● **WRITTEN PROBLEM**
What is needed is the run of lines from the one with "Where can you see the front" through the close of the data, set down exactly.

● **RECORDS TO PROCESS**
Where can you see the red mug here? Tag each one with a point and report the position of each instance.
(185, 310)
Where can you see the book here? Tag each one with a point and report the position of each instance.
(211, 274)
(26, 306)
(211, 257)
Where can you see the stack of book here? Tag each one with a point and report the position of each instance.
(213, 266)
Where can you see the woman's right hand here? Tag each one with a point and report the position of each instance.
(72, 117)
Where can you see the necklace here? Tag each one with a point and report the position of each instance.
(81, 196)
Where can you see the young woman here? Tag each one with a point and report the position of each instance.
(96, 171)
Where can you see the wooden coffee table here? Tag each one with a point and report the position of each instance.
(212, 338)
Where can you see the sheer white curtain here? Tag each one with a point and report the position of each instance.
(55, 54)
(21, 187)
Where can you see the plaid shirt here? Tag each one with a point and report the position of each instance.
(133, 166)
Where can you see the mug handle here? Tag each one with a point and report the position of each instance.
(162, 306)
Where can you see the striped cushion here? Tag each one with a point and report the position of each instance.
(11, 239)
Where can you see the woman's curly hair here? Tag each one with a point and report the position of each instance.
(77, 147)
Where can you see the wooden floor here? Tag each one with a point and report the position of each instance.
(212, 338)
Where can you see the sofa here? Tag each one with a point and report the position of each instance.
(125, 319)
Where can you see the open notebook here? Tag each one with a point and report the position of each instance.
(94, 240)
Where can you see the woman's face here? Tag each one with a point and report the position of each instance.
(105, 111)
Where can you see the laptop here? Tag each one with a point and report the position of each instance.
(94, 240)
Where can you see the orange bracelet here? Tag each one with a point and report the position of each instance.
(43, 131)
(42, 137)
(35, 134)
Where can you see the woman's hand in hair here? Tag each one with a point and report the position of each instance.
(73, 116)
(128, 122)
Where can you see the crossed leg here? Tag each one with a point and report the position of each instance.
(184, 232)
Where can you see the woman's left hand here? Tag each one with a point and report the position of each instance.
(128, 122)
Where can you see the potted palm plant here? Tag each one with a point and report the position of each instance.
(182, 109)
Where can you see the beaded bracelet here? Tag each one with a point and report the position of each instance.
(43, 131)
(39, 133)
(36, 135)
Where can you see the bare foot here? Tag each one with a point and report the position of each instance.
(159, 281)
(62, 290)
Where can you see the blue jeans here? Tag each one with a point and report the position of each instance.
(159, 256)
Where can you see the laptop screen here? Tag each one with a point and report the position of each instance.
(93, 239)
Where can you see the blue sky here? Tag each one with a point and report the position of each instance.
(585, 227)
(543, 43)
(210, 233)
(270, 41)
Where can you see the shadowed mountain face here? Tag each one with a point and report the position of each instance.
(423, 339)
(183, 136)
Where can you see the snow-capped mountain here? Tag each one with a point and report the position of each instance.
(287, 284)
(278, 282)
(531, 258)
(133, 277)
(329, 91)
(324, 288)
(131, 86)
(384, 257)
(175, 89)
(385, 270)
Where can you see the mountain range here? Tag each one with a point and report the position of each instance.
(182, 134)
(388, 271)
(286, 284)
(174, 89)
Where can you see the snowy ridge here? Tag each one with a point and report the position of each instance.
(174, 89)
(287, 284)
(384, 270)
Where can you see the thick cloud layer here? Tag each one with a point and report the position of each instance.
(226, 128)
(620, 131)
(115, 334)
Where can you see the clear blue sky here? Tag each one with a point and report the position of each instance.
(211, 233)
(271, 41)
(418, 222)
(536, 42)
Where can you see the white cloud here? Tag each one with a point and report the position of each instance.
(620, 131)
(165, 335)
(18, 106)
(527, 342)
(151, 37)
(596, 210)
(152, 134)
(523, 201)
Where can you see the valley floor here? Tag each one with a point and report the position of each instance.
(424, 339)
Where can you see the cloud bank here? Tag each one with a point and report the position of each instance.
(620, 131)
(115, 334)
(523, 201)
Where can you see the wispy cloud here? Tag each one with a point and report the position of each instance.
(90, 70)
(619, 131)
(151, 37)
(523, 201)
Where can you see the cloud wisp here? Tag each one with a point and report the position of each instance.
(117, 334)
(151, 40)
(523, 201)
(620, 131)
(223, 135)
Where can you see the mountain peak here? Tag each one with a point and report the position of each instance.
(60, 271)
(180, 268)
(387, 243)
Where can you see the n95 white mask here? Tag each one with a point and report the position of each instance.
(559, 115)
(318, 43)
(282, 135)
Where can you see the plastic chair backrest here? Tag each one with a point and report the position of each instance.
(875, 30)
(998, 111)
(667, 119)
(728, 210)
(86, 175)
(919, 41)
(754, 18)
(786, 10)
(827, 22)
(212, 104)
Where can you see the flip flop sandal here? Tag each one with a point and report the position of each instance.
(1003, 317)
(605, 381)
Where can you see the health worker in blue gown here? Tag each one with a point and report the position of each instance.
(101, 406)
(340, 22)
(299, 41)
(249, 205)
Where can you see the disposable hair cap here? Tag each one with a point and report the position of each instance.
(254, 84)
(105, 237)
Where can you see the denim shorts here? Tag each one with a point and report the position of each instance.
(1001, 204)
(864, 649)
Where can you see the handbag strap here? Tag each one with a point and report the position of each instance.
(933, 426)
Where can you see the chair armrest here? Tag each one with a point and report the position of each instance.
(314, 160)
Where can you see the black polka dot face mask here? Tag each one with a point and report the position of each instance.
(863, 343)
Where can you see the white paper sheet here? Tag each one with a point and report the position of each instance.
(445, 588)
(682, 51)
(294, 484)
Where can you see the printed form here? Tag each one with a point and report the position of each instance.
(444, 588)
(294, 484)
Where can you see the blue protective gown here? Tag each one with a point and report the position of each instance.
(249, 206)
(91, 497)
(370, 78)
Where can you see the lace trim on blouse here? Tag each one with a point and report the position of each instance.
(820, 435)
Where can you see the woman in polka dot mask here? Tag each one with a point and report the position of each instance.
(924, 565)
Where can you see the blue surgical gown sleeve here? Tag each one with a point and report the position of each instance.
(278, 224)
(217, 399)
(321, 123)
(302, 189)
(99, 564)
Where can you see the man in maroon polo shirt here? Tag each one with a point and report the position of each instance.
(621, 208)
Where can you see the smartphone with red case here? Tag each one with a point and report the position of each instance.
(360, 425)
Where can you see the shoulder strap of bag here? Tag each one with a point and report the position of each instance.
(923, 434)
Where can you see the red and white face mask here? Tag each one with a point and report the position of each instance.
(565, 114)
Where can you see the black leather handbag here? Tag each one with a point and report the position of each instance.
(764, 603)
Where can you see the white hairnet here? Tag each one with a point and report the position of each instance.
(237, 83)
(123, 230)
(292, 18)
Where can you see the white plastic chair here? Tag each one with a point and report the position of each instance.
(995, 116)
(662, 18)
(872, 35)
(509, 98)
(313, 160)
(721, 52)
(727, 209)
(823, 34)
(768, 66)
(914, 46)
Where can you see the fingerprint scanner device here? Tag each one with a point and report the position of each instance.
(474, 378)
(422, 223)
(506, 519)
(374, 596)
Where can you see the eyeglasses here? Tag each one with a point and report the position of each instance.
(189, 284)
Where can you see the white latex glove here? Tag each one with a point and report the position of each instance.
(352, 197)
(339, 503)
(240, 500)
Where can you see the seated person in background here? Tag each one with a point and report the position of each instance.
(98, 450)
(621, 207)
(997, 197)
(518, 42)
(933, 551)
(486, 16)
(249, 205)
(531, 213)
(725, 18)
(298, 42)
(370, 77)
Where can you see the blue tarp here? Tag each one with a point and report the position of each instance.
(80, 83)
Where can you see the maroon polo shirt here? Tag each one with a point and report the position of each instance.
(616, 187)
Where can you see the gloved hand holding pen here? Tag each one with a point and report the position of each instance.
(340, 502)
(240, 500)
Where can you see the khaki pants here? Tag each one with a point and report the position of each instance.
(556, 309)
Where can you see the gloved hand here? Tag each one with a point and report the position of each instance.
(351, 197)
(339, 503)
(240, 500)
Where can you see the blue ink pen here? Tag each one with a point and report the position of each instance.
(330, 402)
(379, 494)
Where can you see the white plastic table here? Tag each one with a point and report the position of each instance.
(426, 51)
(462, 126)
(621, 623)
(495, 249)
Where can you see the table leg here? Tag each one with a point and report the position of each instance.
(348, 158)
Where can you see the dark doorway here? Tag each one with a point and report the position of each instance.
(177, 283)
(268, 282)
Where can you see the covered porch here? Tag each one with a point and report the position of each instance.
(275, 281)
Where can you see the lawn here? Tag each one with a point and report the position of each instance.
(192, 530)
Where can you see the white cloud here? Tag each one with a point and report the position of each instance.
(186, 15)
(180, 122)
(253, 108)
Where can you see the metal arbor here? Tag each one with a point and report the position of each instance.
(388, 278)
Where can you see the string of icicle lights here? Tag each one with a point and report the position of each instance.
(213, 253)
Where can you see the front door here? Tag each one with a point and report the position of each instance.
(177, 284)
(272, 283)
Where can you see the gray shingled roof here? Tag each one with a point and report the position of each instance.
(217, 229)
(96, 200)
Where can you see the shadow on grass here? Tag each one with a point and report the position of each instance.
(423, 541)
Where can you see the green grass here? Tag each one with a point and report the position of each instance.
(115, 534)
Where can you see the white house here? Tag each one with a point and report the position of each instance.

● **OUTPUT OF THE EXERCISE**
Where can you see the front door here? Tag each one with a point and report the position of each instance.
(177, 284)
(272, 283)
Where can you see the gray shingled roof here? Tag each one with a point and report the position of each instance.
(217, 229)
(96, 200)
Where can you see the shadow on grass here? Tag each one with a point and report the position of each instance.
(423, 541)
Where can you see the green grass here? Tag each one with a point and report the position of each instance.
(115, 534)
Where can you see the white house here? Tag each one with a point and report the position of each instance.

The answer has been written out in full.